TEXTAUSZUG »
<<<<
Organisations-Entwicklung von unten – bei Volkshochschulen!

Über 900 Volkshochschulen gibt es in Deutschland. Die steuern 200.000 freiberufliche Kursleiter die wiederum 9 Millionen Teilnehmer jährlich bedienen. Damit sind VHS unbestreitbar die größte Weiterbildungsorganisation in Deutschland. Oder doch nicht? Es ist eben nicht die eine Organisation, sondern 900 selbständige Einheiten, die alle nur den gleichen Namen tragen. Eingebunden in Gemeinden, mal als Teil der Verwaltung, mal als kommunale GmbH arbeiten die im öffentlichen Dienst beschäftigten VHS-Mitarbeiter im Auftrag ihrer Kommune und naturgemäß innerhalb der kommunalen Grenzen.
>>>>
WAS ZU TUN IST »
- A) Wie viele Volkshochschulen gibt es laut dem Textauszug über Volkshochschulen in Deutschland?
- B) Schreibe den Textauszug über Volkshochschulen nach seinem letzten Satz weiter.

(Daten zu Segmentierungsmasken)
<<<<
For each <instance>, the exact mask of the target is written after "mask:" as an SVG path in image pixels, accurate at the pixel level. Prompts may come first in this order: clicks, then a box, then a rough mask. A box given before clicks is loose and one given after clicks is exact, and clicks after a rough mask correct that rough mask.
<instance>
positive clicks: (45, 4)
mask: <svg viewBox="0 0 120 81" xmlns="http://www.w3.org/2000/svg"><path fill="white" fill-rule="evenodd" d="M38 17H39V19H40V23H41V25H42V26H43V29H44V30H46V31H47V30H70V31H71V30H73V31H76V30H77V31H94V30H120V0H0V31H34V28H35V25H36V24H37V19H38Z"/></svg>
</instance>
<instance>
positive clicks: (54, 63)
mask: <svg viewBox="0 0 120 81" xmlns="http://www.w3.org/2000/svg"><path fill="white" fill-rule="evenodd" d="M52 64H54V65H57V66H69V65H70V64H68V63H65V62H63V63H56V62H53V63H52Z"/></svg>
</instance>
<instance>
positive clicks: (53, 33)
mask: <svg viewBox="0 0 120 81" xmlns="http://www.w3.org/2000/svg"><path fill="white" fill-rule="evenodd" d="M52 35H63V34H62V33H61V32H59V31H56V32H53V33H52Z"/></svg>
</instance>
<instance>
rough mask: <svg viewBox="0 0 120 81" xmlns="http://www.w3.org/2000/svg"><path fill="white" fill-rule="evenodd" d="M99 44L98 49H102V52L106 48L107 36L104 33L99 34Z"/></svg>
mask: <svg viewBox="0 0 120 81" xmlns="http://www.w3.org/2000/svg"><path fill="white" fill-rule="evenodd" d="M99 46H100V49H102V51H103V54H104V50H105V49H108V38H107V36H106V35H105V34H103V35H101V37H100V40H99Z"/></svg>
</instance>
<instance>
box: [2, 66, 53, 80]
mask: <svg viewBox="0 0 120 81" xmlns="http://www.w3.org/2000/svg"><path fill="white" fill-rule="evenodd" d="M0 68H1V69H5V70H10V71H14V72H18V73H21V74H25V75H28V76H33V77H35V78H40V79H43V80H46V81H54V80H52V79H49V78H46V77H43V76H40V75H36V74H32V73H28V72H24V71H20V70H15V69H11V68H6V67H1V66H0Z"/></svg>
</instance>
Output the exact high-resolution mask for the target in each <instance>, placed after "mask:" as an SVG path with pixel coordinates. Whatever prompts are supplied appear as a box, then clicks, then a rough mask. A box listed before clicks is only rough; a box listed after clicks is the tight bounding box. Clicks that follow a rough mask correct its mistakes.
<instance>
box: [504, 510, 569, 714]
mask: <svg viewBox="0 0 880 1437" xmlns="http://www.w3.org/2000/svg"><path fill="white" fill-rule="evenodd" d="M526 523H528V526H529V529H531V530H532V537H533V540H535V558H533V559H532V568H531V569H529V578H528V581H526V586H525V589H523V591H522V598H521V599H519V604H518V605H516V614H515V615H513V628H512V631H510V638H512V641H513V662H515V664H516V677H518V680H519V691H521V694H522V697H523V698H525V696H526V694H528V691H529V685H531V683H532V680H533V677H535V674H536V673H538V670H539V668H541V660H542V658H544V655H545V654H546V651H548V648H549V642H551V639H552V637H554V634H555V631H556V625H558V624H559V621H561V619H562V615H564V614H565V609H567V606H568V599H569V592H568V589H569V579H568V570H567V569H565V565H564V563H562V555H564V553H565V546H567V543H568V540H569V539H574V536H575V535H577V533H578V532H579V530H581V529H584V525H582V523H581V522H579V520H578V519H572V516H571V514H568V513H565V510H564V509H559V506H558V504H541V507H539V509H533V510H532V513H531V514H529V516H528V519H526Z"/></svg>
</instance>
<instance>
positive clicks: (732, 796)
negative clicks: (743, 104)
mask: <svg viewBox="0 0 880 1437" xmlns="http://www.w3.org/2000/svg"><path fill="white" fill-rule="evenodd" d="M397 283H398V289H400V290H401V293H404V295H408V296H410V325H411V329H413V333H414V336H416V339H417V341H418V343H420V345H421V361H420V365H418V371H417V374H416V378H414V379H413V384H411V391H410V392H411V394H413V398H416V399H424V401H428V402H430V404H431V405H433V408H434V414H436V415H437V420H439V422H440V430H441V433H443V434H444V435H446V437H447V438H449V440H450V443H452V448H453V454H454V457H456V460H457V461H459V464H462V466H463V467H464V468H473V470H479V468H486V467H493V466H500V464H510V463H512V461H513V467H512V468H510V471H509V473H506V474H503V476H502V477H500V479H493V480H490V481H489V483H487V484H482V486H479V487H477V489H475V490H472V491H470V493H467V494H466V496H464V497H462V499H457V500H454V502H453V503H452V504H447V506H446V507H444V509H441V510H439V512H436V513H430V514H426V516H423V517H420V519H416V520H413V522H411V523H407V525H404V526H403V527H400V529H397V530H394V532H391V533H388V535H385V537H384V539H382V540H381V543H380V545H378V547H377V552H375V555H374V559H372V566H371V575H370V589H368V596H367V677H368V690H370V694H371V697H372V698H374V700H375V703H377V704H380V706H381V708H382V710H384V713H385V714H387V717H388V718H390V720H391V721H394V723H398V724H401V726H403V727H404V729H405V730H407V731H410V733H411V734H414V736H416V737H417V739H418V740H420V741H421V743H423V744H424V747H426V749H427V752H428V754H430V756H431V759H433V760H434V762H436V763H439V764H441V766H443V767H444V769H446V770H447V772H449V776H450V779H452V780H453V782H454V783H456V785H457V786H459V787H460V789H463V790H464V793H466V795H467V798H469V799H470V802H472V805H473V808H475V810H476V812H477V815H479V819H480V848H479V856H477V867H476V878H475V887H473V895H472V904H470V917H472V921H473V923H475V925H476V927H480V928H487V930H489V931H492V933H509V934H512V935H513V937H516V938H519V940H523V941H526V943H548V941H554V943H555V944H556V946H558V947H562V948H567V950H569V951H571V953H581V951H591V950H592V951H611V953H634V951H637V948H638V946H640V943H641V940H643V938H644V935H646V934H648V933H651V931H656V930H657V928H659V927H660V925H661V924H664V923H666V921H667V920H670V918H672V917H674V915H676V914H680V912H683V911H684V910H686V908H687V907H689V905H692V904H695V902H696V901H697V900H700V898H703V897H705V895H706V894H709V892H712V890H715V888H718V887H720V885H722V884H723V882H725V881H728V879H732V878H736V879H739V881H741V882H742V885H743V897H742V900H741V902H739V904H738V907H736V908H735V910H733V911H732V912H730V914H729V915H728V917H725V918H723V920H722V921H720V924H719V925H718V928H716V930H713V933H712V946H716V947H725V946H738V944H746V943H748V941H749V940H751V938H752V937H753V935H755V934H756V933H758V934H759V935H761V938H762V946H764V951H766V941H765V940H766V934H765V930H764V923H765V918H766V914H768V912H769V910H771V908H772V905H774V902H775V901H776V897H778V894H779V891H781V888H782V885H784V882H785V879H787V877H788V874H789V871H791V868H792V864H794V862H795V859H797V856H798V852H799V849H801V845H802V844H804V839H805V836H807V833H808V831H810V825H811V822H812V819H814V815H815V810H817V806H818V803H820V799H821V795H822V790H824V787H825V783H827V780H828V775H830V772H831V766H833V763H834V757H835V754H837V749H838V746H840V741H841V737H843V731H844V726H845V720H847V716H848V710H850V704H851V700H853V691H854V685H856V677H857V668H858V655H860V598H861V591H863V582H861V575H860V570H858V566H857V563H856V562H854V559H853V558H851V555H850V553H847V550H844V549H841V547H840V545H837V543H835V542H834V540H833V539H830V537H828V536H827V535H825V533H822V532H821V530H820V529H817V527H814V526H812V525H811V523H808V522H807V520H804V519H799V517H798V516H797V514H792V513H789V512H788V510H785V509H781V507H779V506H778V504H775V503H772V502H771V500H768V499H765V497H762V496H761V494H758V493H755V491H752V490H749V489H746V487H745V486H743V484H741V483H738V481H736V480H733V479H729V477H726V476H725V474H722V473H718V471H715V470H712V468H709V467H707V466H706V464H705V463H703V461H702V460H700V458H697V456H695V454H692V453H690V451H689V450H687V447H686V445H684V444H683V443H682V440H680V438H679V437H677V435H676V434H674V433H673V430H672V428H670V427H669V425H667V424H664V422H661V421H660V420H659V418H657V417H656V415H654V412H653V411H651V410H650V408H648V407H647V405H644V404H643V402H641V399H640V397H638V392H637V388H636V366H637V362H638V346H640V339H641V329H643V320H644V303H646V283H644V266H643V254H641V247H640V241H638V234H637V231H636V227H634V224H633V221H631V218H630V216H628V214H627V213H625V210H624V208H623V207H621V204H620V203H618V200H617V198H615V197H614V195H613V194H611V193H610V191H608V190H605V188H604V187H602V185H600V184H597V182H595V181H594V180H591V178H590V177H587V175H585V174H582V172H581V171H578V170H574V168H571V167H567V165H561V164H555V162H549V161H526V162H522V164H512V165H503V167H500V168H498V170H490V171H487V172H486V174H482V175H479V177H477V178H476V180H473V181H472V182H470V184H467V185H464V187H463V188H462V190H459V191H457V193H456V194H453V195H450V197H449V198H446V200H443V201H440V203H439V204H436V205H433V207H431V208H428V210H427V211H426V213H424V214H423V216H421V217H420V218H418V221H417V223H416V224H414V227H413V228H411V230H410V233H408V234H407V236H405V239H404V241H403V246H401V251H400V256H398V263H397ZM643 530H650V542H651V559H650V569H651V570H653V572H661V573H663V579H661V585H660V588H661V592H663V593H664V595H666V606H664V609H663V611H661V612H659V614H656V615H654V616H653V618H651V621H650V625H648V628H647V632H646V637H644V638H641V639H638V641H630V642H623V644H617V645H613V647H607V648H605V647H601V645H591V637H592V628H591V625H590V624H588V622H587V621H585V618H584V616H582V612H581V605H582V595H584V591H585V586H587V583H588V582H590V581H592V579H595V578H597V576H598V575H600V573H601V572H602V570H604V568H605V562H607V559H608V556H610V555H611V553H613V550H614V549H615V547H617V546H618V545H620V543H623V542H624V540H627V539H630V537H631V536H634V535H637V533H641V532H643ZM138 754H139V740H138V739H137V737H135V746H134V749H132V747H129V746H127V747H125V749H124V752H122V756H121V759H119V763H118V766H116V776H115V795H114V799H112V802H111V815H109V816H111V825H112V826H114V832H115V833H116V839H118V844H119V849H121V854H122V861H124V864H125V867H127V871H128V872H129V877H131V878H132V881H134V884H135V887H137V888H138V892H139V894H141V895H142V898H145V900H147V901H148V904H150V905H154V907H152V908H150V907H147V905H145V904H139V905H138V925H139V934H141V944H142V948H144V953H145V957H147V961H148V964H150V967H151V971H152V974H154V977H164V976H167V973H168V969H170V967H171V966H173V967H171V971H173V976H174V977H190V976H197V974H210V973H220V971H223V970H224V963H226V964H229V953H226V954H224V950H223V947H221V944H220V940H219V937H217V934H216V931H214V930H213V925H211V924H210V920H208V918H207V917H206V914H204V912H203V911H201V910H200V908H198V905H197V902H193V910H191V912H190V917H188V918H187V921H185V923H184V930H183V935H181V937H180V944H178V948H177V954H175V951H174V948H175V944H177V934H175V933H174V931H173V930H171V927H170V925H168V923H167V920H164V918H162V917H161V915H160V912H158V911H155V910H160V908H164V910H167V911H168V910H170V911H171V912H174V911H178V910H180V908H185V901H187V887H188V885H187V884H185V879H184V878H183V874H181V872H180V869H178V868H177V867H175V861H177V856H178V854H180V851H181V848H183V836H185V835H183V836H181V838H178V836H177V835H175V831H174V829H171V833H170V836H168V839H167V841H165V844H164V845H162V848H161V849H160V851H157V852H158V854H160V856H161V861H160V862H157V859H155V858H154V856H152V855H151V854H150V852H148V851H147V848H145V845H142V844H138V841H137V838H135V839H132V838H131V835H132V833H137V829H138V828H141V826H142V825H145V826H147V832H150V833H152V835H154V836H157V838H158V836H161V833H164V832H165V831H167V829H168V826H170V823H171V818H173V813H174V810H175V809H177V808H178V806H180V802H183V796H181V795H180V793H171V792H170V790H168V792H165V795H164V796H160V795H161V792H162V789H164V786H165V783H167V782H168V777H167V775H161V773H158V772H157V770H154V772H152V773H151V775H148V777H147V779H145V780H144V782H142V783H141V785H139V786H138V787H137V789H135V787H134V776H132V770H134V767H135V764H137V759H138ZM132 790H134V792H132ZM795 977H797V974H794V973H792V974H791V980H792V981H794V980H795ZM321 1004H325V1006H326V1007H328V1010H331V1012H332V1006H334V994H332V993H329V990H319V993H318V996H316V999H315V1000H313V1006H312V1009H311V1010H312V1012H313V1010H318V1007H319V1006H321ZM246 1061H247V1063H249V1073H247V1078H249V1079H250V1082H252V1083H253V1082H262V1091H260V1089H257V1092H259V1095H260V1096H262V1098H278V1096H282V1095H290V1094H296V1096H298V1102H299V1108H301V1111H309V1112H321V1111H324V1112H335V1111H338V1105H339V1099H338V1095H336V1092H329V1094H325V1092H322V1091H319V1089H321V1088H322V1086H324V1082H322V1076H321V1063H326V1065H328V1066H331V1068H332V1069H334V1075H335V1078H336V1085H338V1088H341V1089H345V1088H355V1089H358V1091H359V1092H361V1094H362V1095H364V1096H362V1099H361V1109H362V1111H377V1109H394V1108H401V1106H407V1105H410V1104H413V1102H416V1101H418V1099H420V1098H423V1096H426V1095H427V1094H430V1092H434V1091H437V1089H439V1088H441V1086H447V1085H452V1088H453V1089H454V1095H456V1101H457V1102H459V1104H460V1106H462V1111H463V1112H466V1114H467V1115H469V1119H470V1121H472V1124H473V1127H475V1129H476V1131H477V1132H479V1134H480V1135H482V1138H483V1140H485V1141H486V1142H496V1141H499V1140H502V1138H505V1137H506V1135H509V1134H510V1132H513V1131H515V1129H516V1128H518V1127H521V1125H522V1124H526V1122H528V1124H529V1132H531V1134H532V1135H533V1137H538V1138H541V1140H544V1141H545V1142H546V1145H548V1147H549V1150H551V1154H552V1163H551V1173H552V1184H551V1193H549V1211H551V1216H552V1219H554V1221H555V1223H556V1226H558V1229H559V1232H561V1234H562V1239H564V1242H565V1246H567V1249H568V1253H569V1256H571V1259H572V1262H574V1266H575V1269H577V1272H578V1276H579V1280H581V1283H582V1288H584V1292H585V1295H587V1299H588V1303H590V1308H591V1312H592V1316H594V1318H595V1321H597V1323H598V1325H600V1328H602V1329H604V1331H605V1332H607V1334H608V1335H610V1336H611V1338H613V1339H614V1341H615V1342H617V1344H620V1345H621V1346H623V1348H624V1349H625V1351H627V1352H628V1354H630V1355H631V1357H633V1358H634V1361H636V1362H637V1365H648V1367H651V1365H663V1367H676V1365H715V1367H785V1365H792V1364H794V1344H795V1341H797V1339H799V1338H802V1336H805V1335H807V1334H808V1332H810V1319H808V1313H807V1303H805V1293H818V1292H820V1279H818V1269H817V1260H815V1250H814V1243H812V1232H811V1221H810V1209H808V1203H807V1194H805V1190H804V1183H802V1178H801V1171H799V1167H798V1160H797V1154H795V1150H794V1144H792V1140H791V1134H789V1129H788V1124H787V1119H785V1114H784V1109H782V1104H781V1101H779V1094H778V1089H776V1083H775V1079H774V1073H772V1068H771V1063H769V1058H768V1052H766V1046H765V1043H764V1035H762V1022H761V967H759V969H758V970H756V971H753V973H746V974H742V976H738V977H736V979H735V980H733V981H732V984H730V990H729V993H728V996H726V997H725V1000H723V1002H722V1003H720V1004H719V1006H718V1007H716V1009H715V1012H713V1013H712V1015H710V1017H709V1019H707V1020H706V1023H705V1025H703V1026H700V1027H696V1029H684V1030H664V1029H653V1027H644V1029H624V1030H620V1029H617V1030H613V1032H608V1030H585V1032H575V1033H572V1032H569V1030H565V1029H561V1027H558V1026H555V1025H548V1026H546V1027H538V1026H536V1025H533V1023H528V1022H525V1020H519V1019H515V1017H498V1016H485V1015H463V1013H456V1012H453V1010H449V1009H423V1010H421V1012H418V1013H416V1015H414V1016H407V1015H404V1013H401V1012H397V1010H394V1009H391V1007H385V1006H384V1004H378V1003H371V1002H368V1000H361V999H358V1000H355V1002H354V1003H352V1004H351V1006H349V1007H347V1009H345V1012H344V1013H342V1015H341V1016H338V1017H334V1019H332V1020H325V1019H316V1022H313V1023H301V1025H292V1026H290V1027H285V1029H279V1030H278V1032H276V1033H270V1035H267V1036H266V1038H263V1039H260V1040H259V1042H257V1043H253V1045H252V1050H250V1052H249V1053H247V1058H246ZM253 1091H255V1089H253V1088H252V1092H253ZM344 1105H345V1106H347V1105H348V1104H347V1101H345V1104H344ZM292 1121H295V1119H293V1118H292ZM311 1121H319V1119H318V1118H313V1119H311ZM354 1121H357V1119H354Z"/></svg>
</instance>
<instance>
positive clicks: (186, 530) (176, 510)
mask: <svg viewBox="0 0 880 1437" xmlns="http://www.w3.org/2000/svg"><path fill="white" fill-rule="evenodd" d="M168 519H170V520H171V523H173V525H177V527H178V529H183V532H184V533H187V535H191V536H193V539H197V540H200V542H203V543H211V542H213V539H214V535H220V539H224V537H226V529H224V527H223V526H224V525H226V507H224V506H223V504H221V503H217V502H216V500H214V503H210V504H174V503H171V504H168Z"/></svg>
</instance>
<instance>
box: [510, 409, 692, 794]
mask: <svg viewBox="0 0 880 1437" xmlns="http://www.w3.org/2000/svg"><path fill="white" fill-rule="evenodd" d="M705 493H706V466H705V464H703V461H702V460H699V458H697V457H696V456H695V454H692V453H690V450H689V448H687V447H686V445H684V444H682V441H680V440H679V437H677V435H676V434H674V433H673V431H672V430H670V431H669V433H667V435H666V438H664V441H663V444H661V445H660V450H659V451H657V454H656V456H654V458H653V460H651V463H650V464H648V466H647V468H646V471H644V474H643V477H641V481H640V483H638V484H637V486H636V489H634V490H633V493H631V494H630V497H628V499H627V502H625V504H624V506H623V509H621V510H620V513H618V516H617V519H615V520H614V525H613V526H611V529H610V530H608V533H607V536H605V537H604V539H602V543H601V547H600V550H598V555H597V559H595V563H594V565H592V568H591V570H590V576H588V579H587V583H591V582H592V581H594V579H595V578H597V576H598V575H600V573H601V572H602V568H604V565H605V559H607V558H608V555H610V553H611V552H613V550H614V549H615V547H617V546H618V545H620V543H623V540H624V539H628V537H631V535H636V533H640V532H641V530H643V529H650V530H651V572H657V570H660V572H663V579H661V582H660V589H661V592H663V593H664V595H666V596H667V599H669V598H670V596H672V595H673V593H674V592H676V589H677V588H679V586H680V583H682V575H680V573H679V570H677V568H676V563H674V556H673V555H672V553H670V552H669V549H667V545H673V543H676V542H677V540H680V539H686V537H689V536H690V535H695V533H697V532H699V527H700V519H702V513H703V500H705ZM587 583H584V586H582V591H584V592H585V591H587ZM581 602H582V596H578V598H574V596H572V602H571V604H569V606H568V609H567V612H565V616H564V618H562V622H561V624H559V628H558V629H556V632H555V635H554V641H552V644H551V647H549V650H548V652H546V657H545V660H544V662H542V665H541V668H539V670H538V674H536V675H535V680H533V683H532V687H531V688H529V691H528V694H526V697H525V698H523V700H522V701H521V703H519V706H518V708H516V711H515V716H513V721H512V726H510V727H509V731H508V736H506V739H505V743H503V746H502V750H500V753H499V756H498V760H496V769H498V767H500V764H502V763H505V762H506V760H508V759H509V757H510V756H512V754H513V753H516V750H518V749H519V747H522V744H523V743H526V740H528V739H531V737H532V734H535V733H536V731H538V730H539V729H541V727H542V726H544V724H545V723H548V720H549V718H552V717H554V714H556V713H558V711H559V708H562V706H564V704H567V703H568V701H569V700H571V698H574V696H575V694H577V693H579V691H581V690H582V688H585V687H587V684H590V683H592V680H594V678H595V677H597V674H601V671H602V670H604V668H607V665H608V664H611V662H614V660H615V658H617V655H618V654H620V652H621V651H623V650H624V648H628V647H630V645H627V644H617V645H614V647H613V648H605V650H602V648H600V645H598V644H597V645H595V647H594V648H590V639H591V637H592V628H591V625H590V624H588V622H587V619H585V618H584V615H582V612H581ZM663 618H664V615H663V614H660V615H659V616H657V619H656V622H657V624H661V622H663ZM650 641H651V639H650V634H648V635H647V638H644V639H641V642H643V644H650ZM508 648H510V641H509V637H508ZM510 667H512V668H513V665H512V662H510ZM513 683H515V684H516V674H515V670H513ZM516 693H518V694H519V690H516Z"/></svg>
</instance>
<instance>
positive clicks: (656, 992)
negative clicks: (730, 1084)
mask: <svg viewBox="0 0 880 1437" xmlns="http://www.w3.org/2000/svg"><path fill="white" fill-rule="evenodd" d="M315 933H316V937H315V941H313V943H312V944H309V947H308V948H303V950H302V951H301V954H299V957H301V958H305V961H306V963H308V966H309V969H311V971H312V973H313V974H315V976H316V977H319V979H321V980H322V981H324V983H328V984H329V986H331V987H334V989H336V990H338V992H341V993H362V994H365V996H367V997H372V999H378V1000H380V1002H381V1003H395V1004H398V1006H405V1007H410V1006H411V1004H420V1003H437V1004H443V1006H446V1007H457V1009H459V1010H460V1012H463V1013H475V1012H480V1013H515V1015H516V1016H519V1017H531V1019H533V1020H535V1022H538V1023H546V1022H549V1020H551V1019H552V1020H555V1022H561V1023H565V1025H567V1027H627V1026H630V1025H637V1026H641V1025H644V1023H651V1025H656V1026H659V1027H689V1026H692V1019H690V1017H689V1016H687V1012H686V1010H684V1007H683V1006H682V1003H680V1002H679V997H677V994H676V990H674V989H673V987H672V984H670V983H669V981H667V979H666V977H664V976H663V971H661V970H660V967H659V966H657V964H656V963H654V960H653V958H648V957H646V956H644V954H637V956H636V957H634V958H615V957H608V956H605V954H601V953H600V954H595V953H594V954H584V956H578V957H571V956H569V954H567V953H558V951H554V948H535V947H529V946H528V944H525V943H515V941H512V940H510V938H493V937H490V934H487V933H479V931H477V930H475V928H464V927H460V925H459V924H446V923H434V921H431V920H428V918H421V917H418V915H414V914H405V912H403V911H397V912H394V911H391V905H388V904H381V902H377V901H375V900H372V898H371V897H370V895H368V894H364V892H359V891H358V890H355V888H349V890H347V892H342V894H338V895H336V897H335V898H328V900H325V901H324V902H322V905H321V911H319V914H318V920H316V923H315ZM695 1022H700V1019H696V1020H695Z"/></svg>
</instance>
>>>>
GELÖSTE AUFGABEN »
- A) Über 900.

- B)
Lebenslanges Lernen zu unterstützen, ist der mehr oder weniger offen ausgesprochene Auftrag, insbesondere mit Angeboten für die bildungsferneren gesellschaftlichen Gruppen. Gute Lern-Gelegenheiten gibt es aber immer mehr ohne dass man Klassenräume besuchen muss. Das Internet lädt heute auch zum Lernen ein, und das oft sogar kostenlos. Dr. Christian Fiebig, Geschäftsführer der VHS Böblingen-Sindelfingen beschreibt das so: Im Internet liegen alle Bildungsanbieter und alle VHS nebeneinander in der gleichen Straße – nur einen Mausklick entfernt.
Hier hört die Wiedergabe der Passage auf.